* DOCUMENT EXTRACT *
Segment Open

The Brain-Focusing Power of the Lab Coat
Need to pay close attention to a tricky task? Try slipping on a simple white lab coat.
Schoolchildren grappling with a tough assignment are encouraged to “put your thinking cap on.” But parents and teachers offering this advice may be focusing on the wrong garment.
Perhaps students should instead slip into their thinking jackets.
That’s the implication of a newly published study, which found wearing a white lab coat — a piece of clothing associated with care and attentiveness — improved performance on tests requiring close and sustained attention. Importantly, the effect was not found when the garment in question was identified as a visual artist’s coat.
“The clothes we wear have power not only over others, but also over ourselves,” Northwestern University scholars Hajo Adam and Adam Galinsky write in the Journal of Experimental Social Psychology. While much research has looked at how our wardrobe influences the way we’re perceived, their study examines its impact on our own thinking and behavior.
Adam and Galinsky call this internal dynamic “enclothed cognition.” That’s a play off the term “embodied cognition,” a line of research that examines the ways bodily sensations influence our thoughts and emotions. For instance, a 2010 study found assuming a body position connoting power leads people to feel and act more confident, even raising testosterone levels.
Could wearing items of clothing that have specific symbolic meaning have a similar effect? To test their thesis, the researchers chose a lab coat, since it is “the prototypical attire of scientists and doctors. Wearing a lab coat thus signifies a scientific focus (and conveys) the importance of paying attention to the task at hand and not making errors.”
The first of their series of three experiments featured 58 undergraduates, half of whom wore a disposable white lab coat. (Participants were told their predecessors had worn these jackets during an earlier round of the study to protect their clothing from construction-related dust. They were asked to put on the garments so that everyone took the test under identical conditions.)
Selective attention was measured by a Stroop task, the classic test in which participants are instructed to name the color of a word flashed on a computer screen, while ignoring the word itself.
Twenty of the 50 words were presented in incongruent colors, such as the word “red” spelled out in green letters. On those confusing items, people wearing the lab coats made around half as many errors as their peers.
But a white coat can mean different things to different people. To address that issue, the researchers conducted an experiment featuring 99 students. One-third were asked to wear what was identified as a medical doctor’s coat, while another third wore an identical jacket that was described as the sort of attire worn by a visual artist while he or she is painting.
The others wore their normal clothing, but a coat described as the sort M.D.s wear was displayed on a desk in front of them. As the experiment began, they were asked to write a short essay about the specific, personal meaning such a coat has for them.
All were then asked to complete four visual-search tests that featured two nearly identical pictures placed side by side. There were four minor differences between the two images; participants were instructed to find the discrepancies and write them down as quickly as possible.
Those told they were wearing a doctor’s coat found more differences than those told they were wearing a painter’s coat. Since they all took about the same amount of time to finish the test, the researchers attributed their higher scores to “heightened attention” rather than simple persistence.
So wearing the simple garment focused their minds, but only when it was associated with medicine rather than artistic expression. Those who had looked at and thought about the doctor’s coat, but didn’t actually wear one, scored in between the other two groups.
“The main conclusion that we can draw from the studies is that the influence of wearing a piece of clothing depends on both its symbolic meaning and the physical experience of wearing the clothes,” Adam and Galinsky write. “There seems to be something special about the physical experience of wearing a piece of clothing.”
These results open up all sorts of interesting possibilities, as the researchers note. “Does wearing the robe of a priest or judge make people more ethical?” they ask. “Does putting on the uniform of a firefighter make people act more courageously? And perhaps even more interestingly, do the effects of physically wearing a particular form of clothing wear off over time, as people become habituated to it?”
We can add another question to that list. The researchers note that wearing a “painter’s coat” led to relatively low scores on these tests. But could that particular fashion statement enhance creativity? It’s certainly worth studying.
It all brings to mind the end of The Wizard of Oz, in which symbolic possessions (the Cowardly Lion’s medal, the Scarecrow’s diploma) allow the characters to access previously hidden parts of their personalities. Perhaps that dynamic works in our world as well.
It’s an idea worth trying on to see if it fits.

Segment Closed

* DATA PROVIDED *
Segment Open

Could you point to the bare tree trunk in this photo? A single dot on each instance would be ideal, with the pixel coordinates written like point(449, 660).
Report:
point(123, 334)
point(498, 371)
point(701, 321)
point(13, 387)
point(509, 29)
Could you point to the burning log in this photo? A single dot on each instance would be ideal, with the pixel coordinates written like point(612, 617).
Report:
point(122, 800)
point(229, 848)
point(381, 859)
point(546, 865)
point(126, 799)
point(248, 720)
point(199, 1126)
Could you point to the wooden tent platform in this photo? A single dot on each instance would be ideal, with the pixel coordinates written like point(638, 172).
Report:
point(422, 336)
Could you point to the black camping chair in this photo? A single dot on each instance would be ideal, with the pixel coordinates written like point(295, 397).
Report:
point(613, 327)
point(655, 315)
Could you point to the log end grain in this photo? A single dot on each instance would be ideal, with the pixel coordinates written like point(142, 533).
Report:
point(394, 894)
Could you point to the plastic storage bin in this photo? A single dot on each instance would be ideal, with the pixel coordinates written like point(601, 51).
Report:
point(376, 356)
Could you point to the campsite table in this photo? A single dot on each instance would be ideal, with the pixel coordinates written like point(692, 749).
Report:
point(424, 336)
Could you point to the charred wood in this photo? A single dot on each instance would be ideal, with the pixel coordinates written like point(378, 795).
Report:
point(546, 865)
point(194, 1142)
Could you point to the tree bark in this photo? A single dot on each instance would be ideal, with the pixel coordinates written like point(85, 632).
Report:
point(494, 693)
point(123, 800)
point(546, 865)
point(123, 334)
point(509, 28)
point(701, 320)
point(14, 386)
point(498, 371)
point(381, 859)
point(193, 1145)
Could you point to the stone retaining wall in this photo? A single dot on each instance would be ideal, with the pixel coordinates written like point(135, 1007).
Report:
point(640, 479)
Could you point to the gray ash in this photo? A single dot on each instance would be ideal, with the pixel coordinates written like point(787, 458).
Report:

Segment Closed

* QUESTIONS TO ANSWER *
**1.** Copy the passage of the lab coat article that begins at "But a white" and stops after "quickly as possible.", swapping "nearly identical" for "almost identical".
**2.** Answer these questions from the lab coat article.
(a) How many undergraduates took part in the first experiment?
(b) How many differences were there between the two images in each visual-search test?
(c) What name do Adam and Galinsky give to the internal dynamic they study?

* RESPONSE LIST *
**1.**
But a white coat can mean different things to different people. To address that issue, the researchers conducted an experiment featuring 99 students. One-third were asked to wear what was identified as a medical doctor’s coat, while another third wore an identical jacket that was described as the sort of attire worn by a visual artist while he or she is painting.
The others wore their normal clothing, but a coat described as the sort M.D.s wear was displayed on a desk in front of them. As the experiment began, they were asked to write a short essay about the specific, personal meaning such a coat has for them.
All were then asked to complete four visual-search tests that featured two almost identical pictures placed side by side. There were four minor differences between the two images; participants were instructed to find the discrepancies and write them down as quickly as possible.

**2.**
(a) 58
(b) Four
(c) Enclothed cognition